* **What you are asked to do**: From the data below, return the exact lines starting at the line containing "Target: cloud" and ending at the line containing "Annotation guideline: every instance of the bare", both included, and nothing else.

* **Material provided**:

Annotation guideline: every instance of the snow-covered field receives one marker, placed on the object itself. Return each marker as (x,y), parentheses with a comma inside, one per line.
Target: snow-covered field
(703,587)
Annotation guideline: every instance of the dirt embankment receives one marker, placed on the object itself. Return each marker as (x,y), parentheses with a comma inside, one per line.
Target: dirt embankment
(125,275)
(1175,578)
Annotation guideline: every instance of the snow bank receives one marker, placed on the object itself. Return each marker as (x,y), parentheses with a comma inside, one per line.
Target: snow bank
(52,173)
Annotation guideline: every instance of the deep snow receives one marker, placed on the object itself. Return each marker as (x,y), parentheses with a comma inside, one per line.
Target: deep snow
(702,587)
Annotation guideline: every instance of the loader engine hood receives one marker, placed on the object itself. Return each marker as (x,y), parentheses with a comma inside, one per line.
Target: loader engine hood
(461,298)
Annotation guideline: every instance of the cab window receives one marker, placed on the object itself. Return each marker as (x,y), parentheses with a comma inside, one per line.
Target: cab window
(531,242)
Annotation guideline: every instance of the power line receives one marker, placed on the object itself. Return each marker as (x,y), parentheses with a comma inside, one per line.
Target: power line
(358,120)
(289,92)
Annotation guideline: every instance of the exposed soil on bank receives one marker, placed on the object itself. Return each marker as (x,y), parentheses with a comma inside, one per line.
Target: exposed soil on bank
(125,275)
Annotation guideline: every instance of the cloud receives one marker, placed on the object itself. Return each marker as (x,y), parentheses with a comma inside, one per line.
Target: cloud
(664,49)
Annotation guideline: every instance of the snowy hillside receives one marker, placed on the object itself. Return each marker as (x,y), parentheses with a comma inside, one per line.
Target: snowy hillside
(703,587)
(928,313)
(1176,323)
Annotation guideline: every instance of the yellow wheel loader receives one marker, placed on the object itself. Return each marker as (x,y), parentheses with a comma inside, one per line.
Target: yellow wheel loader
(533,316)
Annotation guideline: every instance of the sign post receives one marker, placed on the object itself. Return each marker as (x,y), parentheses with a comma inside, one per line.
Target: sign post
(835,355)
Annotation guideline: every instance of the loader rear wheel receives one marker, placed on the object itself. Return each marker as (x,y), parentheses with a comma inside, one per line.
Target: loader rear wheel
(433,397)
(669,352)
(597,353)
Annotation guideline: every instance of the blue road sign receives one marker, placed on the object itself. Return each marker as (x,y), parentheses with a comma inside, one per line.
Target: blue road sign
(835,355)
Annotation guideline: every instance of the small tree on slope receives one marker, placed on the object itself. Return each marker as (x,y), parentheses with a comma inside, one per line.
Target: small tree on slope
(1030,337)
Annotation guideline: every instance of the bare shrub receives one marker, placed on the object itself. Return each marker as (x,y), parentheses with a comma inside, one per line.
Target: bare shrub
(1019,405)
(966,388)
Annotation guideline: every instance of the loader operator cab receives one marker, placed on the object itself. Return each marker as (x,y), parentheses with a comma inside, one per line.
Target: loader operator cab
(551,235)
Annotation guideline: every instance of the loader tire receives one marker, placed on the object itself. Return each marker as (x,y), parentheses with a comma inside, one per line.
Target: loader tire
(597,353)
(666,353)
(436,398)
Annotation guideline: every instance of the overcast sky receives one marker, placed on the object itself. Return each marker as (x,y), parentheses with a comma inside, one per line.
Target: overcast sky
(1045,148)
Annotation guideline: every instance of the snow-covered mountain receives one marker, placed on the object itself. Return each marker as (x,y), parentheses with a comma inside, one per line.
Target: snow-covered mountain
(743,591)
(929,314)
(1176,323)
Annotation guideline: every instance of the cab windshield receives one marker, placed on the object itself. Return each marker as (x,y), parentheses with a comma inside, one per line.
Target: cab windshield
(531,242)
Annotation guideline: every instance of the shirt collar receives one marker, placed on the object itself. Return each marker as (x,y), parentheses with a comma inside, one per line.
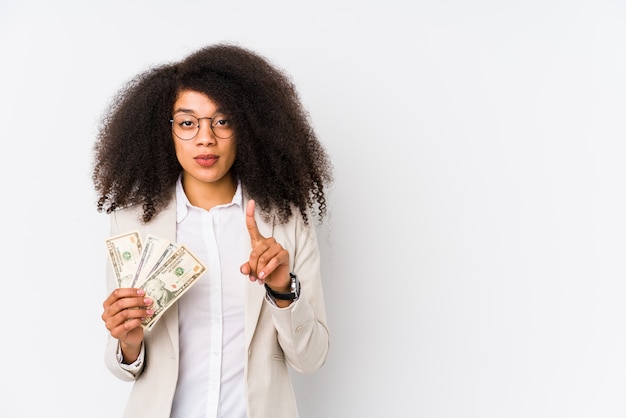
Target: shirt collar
(183,204)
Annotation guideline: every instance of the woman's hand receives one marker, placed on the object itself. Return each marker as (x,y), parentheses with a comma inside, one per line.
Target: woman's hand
(124,310)
(269,261)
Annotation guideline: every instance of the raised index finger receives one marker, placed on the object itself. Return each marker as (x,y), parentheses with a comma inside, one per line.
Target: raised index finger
(253,230)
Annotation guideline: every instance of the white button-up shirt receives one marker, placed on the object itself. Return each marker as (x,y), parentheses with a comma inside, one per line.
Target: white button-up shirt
(211,313)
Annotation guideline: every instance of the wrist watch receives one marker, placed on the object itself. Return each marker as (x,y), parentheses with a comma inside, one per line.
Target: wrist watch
(294,294)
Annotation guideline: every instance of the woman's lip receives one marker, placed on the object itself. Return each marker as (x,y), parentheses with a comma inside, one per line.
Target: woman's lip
(206,160)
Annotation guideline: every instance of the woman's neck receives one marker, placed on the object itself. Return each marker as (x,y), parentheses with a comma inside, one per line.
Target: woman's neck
(208,195)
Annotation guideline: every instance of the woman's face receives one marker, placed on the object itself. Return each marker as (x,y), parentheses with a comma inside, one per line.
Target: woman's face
(205,158)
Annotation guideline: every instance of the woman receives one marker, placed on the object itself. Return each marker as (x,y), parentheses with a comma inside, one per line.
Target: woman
(216,152)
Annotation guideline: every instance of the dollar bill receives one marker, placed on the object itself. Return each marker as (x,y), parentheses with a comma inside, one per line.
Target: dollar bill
(170,281)
(155,251)
(124,255)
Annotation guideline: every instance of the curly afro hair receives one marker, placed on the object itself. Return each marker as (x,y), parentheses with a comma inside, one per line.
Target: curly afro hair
(280,162)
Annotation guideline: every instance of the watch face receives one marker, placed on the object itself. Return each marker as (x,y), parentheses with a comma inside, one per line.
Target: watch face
(295,290)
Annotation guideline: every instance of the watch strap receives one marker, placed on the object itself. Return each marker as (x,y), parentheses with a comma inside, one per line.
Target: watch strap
(293,295)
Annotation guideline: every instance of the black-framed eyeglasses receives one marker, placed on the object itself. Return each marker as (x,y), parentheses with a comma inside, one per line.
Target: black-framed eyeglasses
(186,126)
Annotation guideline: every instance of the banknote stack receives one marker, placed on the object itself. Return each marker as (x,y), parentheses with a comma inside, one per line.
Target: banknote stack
(164,269)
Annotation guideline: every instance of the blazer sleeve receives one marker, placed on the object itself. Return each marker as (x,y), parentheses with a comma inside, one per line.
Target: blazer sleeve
(301,327)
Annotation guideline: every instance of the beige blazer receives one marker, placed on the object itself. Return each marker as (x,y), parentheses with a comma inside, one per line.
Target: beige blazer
(275,338)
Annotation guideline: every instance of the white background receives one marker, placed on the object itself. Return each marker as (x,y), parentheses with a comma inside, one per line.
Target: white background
(475,256)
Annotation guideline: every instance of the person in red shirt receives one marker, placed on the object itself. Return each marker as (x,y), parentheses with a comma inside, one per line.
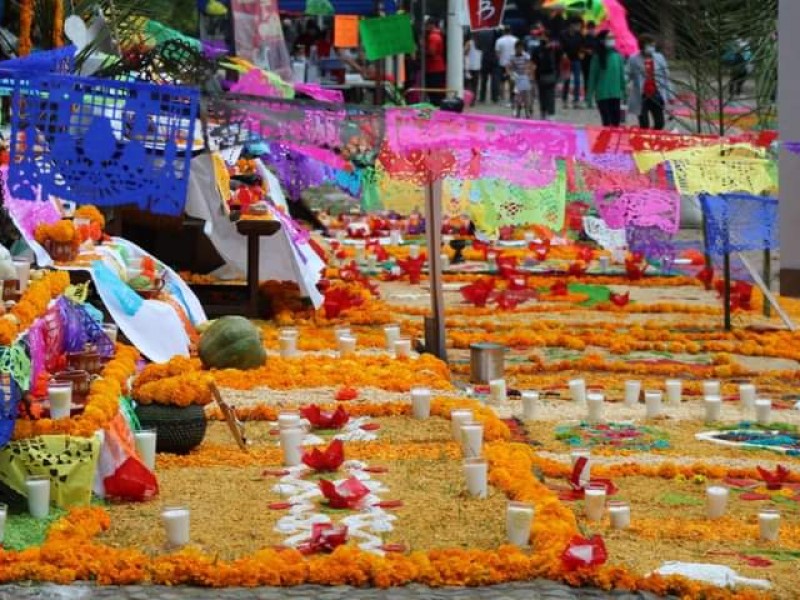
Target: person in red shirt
(435,66)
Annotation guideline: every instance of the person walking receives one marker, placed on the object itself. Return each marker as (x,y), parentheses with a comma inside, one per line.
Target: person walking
(572,46)
(651,90)
(435,66)
(504,48)
(587,52)
(520,70)
(546,73)
(472,67)
(485,41)
(607,80)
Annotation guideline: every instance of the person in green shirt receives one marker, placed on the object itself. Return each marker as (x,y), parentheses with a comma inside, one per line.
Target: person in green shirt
(607,80)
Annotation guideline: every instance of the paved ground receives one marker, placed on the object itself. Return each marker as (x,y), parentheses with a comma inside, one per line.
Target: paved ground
(534,590)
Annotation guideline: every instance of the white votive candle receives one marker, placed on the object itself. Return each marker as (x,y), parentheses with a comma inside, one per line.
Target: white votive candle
(711,388)
(620,514)
(594,502)
(459,417)
(747,396)
(289,419)
(146,447)
(633,390)
(38,490)
(288,346)
(674,389)
(23,269)
(341,331)
(713,405)
(176,525)
(476,474)
(402,348)
(519,519)
(421,402)
(112,331)
(769,524)
(392,334)
(3,516)
(716,501)
(347,345)
(472,440)
(585,473)
(497,391)
(292,446)
(530,405)
(763,411)
(577,391)
(652,404)
(60,395)
(594,408)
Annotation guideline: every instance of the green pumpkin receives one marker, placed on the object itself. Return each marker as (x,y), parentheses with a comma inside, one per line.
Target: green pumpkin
(232,343)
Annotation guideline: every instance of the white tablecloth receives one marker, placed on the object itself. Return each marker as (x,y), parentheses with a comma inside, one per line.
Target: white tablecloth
(281,258)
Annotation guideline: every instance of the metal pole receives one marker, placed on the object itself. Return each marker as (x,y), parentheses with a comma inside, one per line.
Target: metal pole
(455,48)
(727,295)
(423,49)
(767,280)
(433,231)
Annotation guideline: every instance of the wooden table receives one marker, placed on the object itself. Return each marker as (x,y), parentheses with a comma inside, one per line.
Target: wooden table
(255,229)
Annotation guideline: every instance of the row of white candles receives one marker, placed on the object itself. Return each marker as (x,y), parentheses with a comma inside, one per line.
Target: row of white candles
(346,342)
(653,399)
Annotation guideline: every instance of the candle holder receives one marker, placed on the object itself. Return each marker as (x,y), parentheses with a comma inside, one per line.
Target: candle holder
(476,475)
(145,440)
(633,389)
(716,501)
(458,247)
(713,408)
(530,405)
(747,396)
(421,402)
(674,391)
(292,446)
(620,514)
(594,501)
(392,333)
(472,440)
(769,523)
(459,417)
(3,516)
(59,394)
(519,520)
(577,390)
(652,404)
(38,490)
(176,525)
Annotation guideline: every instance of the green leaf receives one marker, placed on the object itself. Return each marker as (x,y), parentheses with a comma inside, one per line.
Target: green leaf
(598,294)
(678,499)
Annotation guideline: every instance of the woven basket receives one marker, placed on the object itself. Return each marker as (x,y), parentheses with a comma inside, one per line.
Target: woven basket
(179,429)
(61,251)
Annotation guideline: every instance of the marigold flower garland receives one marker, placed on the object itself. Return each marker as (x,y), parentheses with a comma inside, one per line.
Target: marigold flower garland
(32,305)
(102,403)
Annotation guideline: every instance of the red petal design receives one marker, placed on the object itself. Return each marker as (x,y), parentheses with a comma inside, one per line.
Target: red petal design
(328,460)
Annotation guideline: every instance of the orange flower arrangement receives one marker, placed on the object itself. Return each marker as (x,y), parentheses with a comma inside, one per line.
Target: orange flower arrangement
(381,371)
(180,390)
(91,212)
(102,403)
(32,305)
(62,231)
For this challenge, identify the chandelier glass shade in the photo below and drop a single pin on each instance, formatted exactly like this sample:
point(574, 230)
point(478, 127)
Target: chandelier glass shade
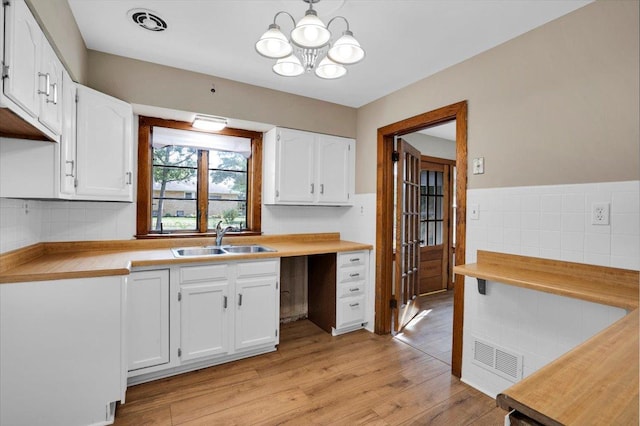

* **The answer**:
Target: cloud
(664,49)
Annotation guideline: every instance of the snowy hillside receives one marker, placed on the object itself. Return each marker as (x,y), parentheses with a comma inside, one per line.
Target: snowy hillside
(703,587)
(928,313)
(1176,323)
Annotation guideline: every instance of the yellow wheel loader receives one marker, placed on the object itself. Return each marker as (x,y), parentheses with a comma inside, one per line.
Target: yellow wheel loader
(533,316)
Annotation guideline: every instance of the sign post receives one marker, placed on the object itself. Return each marker as (x,y), parentheses with a comma inside, one per line.
Target: sign post
(835,355)
Annotation guideline: every instance of the loader rear wheel receives one marker, placed on the object itself. Return each marker as (x,y), parentheses with a comma inside, one per line.
Target: loader rear wheel
(433,397)
(669,352)
(597,353)
Annotation guideline: every instance of the blue road sign receives one marker, placed on the object itself. Return each marker as (x,y), parentheses with a comma inside, one per line.
Target: blue road sign
(835,355)
Annotation guideline: every instance of the small tree on slope receives one marker, placed on the object itself. Return each marker as (x,y), parentheses with a comma inside, one per line.
Target: small tree on slope
(1030,337)
Annotation guideline: every instance of the bare shrub receives one marker, placed on the object itself. Return each marker as (x,y), parentheses with a comma inside, one per line.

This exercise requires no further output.